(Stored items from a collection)
=== Section Start ===
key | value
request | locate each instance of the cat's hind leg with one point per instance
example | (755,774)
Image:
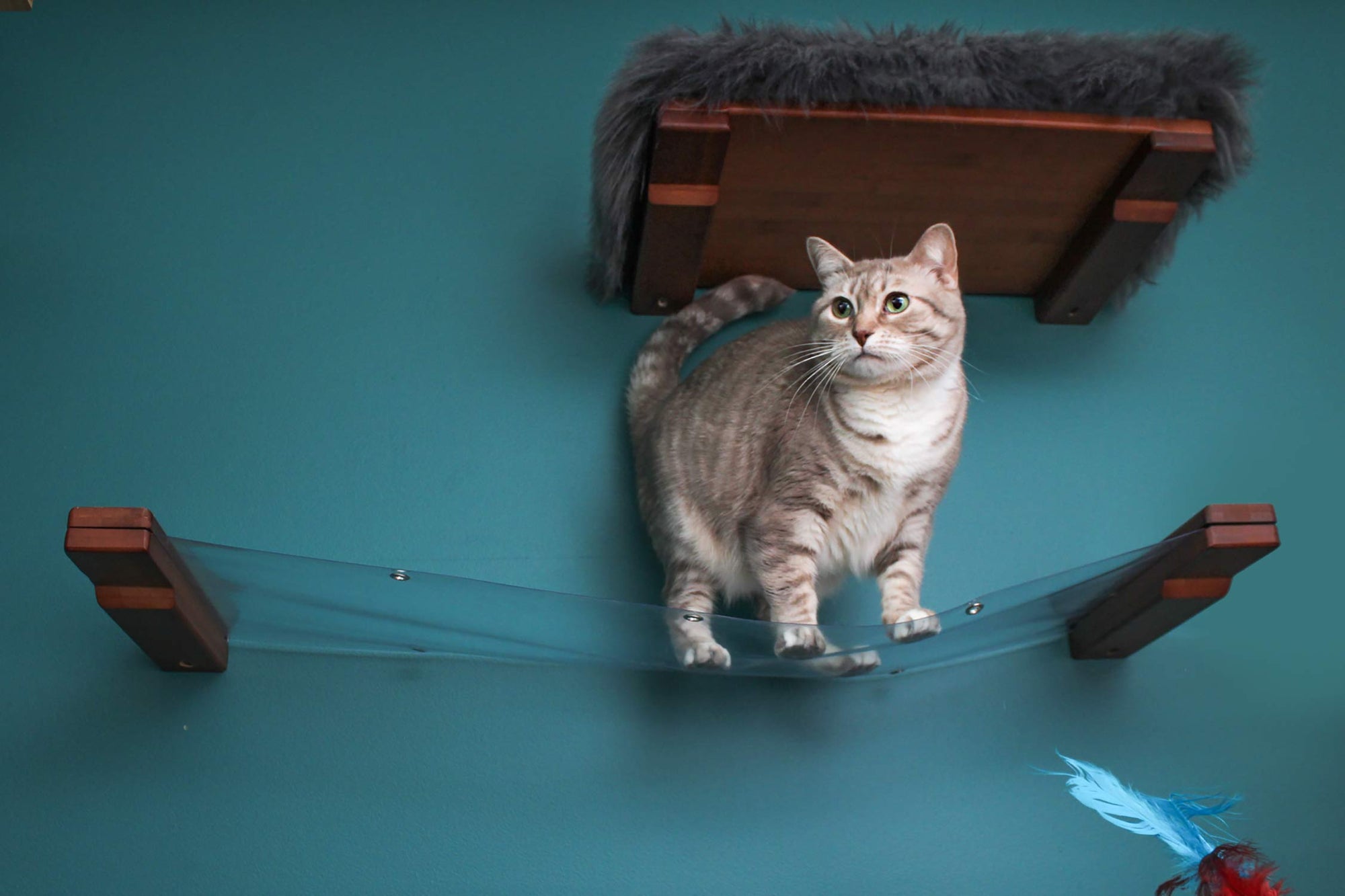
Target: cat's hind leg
(689,594)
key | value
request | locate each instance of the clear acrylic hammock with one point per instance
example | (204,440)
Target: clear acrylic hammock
(276,602)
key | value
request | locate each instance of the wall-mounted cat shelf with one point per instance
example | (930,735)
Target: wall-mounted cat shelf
(1066,163)
(1061,208)
(185,603)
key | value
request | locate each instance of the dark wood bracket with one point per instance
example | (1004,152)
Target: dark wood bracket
(1124,225)
(688,157)
(1226,540)
(145,585)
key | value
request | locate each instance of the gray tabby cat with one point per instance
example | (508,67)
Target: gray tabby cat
(805,450)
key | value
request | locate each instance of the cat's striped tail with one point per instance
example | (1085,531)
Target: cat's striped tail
(660,366)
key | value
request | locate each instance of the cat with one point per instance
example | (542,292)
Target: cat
(805,450)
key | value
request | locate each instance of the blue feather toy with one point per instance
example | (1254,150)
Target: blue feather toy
(1219,865)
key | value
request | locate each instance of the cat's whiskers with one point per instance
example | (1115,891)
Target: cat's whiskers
(833,368)
(816,356)
(817,372)
(935,352)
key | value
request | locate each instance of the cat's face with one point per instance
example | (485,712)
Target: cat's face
(890,319)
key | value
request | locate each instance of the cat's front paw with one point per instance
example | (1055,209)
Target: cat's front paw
(707,655)
(914,624)
(848,665)
(801,642)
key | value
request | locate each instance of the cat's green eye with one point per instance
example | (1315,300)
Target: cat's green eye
(896,303)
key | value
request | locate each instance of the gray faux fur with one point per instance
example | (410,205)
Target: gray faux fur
(1168,76)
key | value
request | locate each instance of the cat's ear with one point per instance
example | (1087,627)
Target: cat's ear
(828,261)
(937,251)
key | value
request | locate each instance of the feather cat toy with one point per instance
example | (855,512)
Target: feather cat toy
(1215,864)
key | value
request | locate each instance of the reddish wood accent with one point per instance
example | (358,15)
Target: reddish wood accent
(145,585)
(1210,587)
(684,194)
(1217,545)
(1128,220)
(685,163)
(1050,205)
(1144,212)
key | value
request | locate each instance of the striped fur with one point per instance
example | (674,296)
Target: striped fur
(806,450)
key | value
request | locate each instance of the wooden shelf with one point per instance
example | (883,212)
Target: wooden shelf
(147,587)
(1056,206)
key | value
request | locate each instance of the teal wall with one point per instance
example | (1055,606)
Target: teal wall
(306,278)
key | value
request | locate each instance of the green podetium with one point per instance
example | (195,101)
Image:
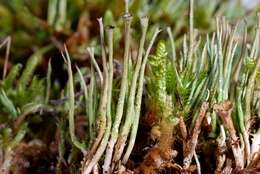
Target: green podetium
(158,84)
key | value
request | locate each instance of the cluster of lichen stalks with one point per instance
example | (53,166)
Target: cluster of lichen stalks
(214,82)
(210,82)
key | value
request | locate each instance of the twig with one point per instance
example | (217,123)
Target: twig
(221,156)
(224,111)
(197,163)
(191,144)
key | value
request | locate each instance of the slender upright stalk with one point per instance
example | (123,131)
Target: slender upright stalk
(72,105)
(137,109)
(99,152)
(130,103)
(122,96)
(6,42)
(191,32)
(102,110)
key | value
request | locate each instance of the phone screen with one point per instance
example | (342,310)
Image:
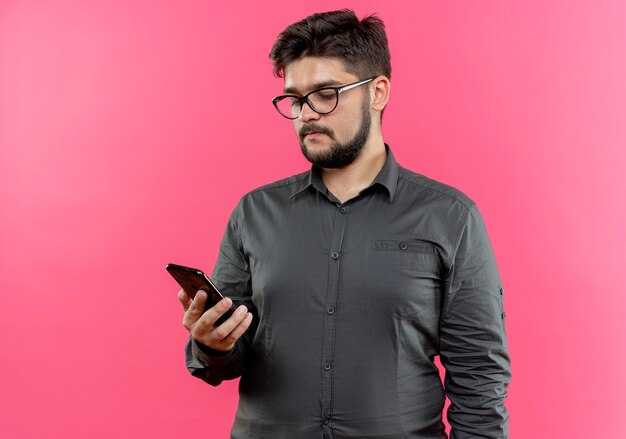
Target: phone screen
(191,280)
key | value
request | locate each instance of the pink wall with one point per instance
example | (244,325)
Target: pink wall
(129,129)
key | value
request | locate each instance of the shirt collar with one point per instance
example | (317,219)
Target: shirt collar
(387,178)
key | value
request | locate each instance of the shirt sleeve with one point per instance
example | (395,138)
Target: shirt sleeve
(473,345)
(232,277)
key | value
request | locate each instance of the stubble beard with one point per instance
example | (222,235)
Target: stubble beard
(338,155)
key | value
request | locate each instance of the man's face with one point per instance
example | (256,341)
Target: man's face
(336,139)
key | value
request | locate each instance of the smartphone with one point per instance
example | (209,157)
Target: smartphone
(192,280)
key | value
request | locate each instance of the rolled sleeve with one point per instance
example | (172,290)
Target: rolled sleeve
(473,345)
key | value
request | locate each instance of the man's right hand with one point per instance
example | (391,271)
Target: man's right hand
(200,323)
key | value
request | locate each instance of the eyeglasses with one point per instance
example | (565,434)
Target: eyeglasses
(322,101)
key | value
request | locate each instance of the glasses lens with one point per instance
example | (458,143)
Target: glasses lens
(288,107)
(324,101)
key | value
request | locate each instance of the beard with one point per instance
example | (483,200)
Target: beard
(338,154)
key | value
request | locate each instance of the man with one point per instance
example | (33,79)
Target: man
(351,277)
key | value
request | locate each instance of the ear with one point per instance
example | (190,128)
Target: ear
(381,87)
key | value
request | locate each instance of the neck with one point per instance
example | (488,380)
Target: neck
(348,182)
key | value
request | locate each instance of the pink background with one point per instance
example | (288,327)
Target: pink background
(129,130)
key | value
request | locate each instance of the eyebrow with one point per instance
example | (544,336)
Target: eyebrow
(317,85)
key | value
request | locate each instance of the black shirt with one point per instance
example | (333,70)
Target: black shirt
(352,302)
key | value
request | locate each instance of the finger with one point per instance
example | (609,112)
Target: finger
(211,335)
(184,299)
(195,310)
(213,314)
(229,341)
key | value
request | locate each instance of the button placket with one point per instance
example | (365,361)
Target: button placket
(328,342)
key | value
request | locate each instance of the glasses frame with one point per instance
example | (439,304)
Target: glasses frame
(305,99)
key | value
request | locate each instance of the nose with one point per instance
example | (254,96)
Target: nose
(307,114)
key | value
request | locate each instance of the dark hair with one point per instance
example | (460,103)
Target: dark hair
(360,44)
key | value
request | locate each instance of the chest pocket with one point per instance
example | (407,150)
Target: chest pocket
(414,276)
(419,257)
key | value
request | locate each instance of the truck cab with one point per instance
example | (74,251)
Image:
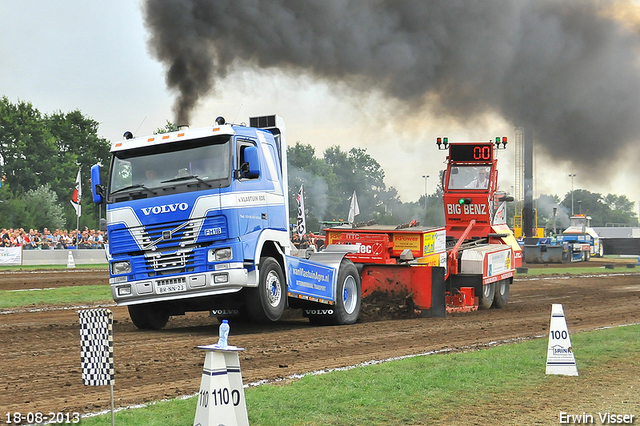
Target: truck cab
(197,220)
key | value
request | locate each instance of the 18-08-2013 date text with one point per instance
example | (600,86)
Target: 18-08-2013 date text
(18,418)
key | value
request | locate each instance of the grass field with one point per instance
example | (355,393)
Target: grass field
(500,385)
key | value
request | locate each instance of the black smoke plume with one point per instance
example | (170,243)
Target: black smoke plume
(564,68)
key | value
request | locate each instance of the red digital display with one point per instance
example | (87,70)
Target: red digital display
(471,152)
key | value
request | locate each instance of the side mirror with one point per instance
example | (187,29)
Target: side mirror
(252,168)
(96,187)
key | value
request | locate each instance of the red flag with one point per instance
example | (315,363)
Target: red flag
(77,196)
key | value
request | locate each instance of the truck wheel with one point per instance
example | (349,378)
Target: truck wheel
(488,292)
(148,317)
(501,294)
(348,299)
(348,294)
(266,303)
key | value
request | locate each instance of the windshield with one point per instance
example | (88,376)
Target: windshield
(469,177)
(177,167)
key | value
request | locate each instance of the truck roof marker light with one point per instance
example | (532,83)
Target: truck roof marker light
(442,141)
(501,140)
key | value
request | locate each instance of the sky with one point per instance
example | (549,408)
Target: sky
(96,57)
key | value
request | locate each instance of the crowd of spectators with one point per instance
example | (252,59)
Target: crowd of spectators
(47,240)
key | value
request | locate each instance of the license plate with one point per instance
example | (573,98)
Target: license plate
(171,288)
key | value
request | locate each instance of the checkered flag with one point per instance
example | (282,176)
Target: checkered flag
(96,347)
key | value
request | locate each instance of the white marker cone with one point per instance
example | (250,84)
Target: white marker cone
(560,359)
(70,262)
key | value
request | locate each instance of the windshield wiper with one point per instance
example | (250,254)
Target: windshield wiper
(137,185)
(178,179)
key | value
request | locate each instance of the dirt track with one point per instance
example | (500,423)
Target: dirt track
(40,356)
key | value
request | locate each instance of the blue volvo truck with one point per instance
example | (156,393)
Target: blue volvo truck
(197,220)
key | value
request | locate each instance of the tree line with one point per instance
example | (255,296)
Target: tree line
(39,158)
(40,155)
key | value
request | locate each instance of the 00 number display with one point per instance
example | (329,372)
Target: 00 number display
(471,152)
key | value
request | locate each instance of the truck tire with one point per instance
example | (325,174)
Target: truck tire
(266,302)
(488,294)
(348,294)
(148,317)
(348,299)
(501,294)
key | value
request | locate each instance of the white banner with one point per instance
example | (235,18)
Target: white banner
(11,256)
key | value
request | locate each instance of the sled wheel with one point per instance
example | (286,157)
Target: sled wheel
(488,291)
(148,317)
(266,302)
(501,294)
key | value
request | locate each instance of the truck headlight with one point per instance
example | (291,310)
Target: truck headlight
(123,267)
(124,290)
(223,254)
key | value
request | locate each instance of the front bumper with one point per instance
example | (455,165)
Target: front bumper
(173,287)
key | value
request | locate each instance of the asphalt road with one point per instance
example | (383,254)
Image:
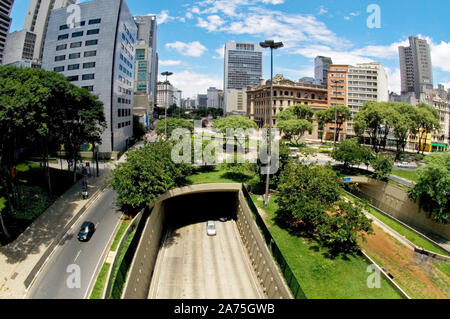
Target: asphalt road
(193,265)
(58,279)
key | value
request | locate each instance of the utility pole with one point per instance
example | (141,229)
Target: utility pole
(273,46)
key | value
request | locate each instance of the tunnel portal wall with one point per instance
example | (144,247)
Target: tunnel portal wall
(141,270)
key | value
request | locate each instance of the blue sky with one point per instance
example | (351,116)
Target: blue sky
(191,34)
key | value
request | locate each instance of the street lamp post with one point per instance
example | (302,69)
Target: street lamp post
(166,74)
(273,46)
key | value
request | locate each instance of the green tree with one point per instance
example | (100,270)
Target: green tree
(343,113)
(350,153)
(148,173)
(433,188)
(383,166)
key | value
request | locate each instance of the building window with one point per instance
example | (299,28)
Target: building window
(88,65)
(91,42)
(77,34)
(93,31)
(72,78)
(61,47)
(88,77)
(73,67)
(95,21)
(75,45)
(90,88)
(74,56)
(90,53)
(60,58)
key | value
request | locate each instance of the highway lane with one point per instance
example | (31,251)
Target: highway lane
(57,280)
(192,265)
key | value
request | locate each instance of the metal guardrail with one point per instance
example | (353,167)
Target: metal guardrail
(286,270)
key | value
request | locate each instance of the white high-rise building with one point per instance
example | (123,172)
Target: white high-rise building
(19,49)
(98,55)
(37,19)
(242,68)
(366,82)
(5,23)
(416,67)
(321,67)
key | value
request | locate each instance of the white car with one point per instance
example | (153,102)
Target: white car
(211,228)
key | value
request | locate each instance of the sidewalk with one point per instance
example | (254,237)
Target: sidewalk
(21,260)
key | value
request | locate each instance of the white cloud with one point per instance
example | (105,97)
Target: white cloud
(192,83)
(211,23)
(394,79)
(195,49)
(322,10)
(221,53)
(169,62)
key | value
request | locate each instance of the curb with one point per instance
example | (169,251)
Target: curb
(53,246)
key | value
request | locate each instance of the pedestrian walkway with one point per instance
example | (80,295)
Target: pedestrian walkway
(21,260)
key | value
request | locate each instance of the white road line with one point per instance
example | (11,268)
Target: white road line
(78,255)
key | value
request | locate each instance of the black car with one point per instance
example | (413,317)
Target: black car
(86,231)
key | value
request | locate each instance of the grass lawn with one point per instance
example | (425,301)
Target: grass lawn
(120,232)
(409,175)
(215,176)
(402,230)
(344,277)
(97,292)
(122,253)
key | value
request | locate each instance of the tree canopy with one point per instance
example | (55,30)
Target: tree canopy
(433,188)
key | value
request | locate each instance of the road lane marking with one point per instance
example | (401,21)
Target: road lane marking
(78,255)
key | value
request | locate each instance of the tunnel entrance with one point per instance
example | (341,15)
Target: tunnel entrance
(196,208)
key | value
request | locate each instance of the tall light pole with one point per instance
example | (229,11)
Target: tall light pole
(273,46)
(166,74)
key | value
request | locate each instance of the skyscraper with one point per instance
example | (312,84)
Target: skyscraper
(5,23)
(243,68)
(19,49)
(37,18)
(146,58)
(416,67)
(321,67)
(98,55)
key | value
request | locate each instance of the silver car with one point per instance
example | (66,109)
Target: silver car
(211,228)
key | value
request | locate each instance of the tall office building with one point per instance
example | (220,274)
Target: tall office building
(19,48)
(146,58)
(5,23)
(37,19)
(98,55)
(243,68)
(416,67)
(321,67)
(366,82)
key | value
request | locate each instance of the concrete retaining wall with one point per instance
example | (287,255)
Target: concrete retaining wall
(141,270)
(395,201)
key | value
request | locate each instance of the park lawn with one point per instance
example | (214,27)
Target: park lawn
=== Section End ===
Show every line of the data that includes the string "park".

request | locate each instance of the park lawn with one point per instance
Target: park lawn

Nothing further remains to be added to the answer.